Text to read:
The Oxford English Dictionary defines "arrangement" as "a structure or combination of things for a purpose", and defines "relate'' as "to connect, establish a relation between". Giving those words their ordinary meaning it seems to me that the building contract in this case constitutes "part of the arrangement relating to the conveyance". The agreement of purchase and sale is conditional upon the building contract being entered into. The obvious purpose of all of the dealings between the builder and the developer was to complete a condominium development, and the agreement of purchase and sale and the building contract was obviously planned in combination to effect a purpose. There was undoubtedly a strong connection between the two contracts in both form and substance.

Collected data:
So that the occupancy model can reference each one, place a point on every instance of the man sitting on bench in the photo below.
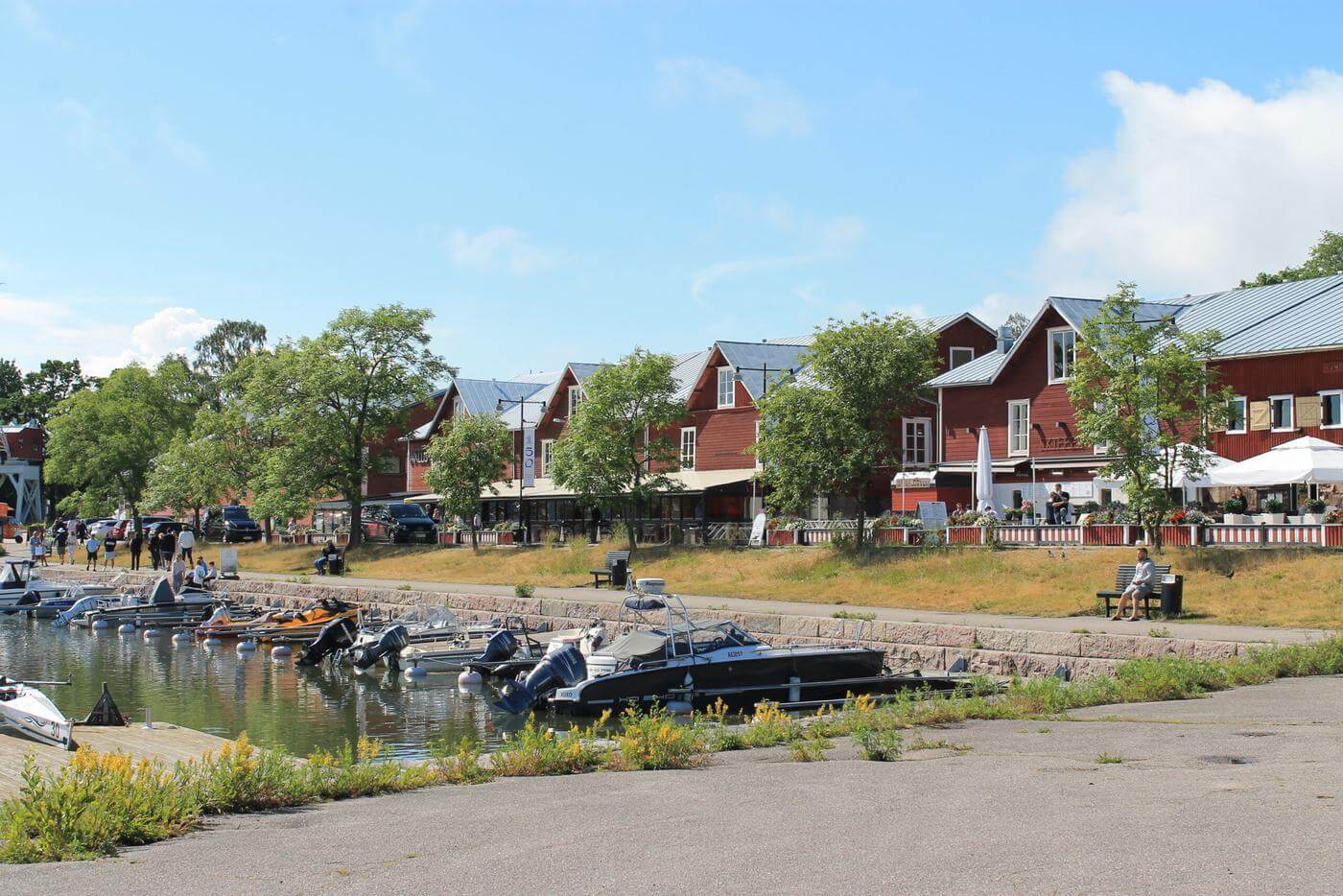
(1144, 577)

Stated exercise: Transcribe the passage on the building contract above, starting at "The Oxford English" and ending at "form and substance.".

Response to the exercise:
The Oxford English Dictionary defines "arrangement" as "a structure or combination of things for a purpose", and defines "relate'' as "to connect, establish a relation between". Giving those words their ordinary meaning it seems to me that the building contract in this case constitutes "part of the arrangement relating to the conveyance". The agreement of purchase and sale is conditional upon the building contract being entered into. The obvious purpose of all of the dealings between the builder and the developer was to complete a condominium development, and the agreement of purchase and sale and the building contract was obviously planned in combination to effect a purpose. There was undoubtedly a strong connection between the two contracts in both form and substance.